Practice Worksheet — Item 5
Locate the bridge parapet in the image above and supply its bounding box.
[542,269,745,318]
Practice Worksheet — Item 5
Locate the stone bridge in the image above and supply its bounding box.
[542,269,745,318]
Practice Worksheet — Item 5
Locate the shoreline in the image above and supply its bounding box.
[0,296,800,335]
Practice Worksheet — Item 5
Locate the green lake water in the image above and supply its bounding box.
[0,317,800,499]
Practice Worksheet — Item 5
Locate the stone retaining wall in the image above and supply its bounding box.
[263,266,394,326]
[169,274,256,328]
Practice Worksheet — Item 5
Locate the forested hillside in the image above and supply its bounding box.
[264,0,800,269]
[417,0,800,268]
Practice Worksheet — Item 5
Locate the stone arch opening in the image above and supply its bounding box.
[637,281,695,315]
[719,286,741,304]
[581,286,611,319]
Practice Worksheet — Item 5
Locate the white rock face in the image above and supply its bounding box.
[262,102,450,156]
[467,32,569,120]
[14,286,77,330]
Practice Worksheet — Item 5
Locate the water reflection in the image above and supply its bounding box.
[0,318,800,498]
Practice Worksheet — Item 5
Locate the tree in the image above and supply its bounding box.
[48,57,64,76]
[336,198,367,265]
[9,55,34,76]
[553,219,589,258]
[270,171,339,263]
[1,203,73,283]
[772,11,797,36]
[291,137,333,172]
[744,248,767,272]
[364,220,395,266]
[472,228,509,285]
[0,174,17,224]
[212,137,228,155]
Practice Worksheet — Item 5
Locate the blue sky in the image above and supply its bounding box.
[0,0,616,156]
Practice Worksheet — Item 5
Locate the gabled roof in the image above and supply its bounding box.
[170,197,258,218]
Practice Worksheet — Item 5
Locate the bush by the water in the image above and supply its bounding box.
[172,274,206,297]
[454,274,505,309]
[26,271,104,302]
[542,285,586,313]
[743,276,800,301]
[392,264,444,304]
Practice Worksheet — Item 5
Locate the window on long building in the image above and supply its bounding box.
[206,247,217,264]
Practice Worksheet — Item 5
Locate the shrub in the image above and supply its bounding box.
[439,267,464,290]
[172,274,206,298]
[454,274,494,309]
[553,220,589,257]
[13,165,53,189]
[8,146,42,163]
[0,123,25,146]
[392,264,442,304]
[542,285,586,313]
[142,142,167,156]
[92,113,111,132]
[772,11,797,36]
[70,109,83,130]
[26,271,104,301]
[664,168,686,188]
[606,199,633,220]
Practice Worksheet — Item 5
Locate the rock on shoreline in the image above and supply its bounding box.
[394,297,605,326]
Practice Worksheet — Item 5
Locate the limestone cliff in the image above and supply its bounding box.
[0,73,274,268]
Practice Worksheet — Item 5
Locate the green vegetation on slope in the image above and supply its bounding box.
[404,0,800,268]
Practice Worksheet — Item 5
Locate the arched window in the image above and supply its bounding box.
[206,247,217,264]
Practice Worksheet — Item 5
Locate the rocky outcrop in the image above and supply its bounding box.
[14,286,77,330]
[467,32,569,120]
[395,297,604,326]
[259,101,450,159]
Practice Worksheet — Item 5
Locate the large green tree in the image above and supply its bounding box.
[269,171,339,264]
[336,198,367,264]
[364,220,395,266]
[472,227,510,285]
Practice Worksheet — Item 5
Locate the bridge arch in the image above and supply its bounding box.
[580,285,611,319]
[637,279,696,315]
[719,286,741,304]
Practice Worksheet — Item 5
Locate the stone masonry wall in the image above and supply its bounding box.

### Set problem
Please repeat every one of the records above word for word.

### Solution
Practice Worksheet — Item 5
Locate the bridge parapet in the image above and supply its bounding box.
[542,269,745,318]
Practice Worksheet — Item 5
Locate the stone bridge in the image above and supply its bounding box.
[542,269,745,318]
Practice Worksheet — Item 5
Locate the shoreline in the image above and supply its bounding box.
[0,296,800,335]
Practice Worksheet — Item 5
Locate the green lake water in the image above and supply its bounding box.
[0,317,800,499]
Practice Worksheet — Item 5
Locate the stone retaining wall in the image above and supply its bounding box.
[263,266,394,326]
[169,274,256,328]
Practice Worksheet — Item 5
Locate the forested hillside in the image above and supply its bounding box.
[264,0,800,269]
[417,0,800,268]
Practice Worksheet — Item 5
Locate the stone arch opening in the image above and supply its bounding box.
[637,281,695,315]
[719,286,741,304]
[581,286,611,319]
Practice Worksheet — Item 5
Locate the white rock face in the image above and supply its bounding box.
[262,102,450,156]
[467,32,569,120]
[14,286,77,330]
Practice Worksheet — Item 5
Locate the water reflection in the image above and supply its bounding box.
[0,318,800,498]
Practice Worksheet — Item 5
Locate the tree in the image above and supply its bounding box.
[48,57,64,76]
[336,198,367,265]
[9,55,34,76]
[553,219,589,258]
[270,171,339,263]
[1,203,73,283]
[772,11,797,36]
[291,137,333,172]
[744,248,767,272]
[364,220,395,266]
[472,228,509,285]
[0,174,17,224]
[212,137,228,155]
Practice Worksheet — Item 5
Locate the blue sky in the image above and supply its bounding box.
[0,0,616,156]
Practice Worksheet — Item 5
Locate the gabled roof in the image above and supply its bounding box.
[170,197,258,218]
Practice Worksheet — Item 5
Locate the bush by the water in the image above and supply its bounding box.
[172,274,206,297]
[454,274,505,309]
[26,271,104,302]
[542,285,586,313]
[743,276,800,301]
[392,264,444,304]
Practice Worksheet — Item 5
Locate the window on long building in the image above and supply its bounding box.
[206,247,217,264]
Practice Worksheet — Item 5
Locate the shrub in the image above and supply its bounding box.
[439,267,464,290]
[172,274,206,298]
[454,274,494,309]
[553,220,589,257]
[13,165,53,189]
[8,146,42,163]
[0,123,25,146]
[392,264,442,304]
[542,285,586,313]
[142,142,167,156]
[92,113,111,132]
[772,11,797,36]
[70,109,83,130]
[26,271,104,301]
[664,168,686,188]
[606,199,633,220]
Practice Worksheet — Item 5
Locate the rock on shoreline in the image above and supply its bounding box.
[394,297,605,326]
Practice Worksheet — Item 5
Locate the limestone cliff in the image above and supply its bounding box.
[0,73,274,268]
Practice Worksheet — Item 5
Locate the green vegetation on slope in the image above and supply its bounding box.
[404,0,800,268]
Practice Worksheet — Item 5
Locate the arched window in the image above and supply its bounding box.
[206,247,217,264]
Practice Worksheet — Item 5
Locate the rocky outcrop in the image above and supply its bounding box.
[14,286,77,330]
[467,32,569,120]
[395,297,604,326]
[259,101,450,159]
Practice Worksheet — Item 5
Locate the large green tree in the image above and supply its bounding box.
[269,171,339,264]
[336,198,367,264]
[364,220,395,266]
[472,227,510,285]
Practice Worksheet — Item 5
Locate the bridge arch in the image above and supply its bounding box.
[580,285,611,319]
[637,279,696,315]
[719,286,741,304]
Practice Worksheet — Item 5
Locate the stone masonry wall in the image above and supply its bounding box.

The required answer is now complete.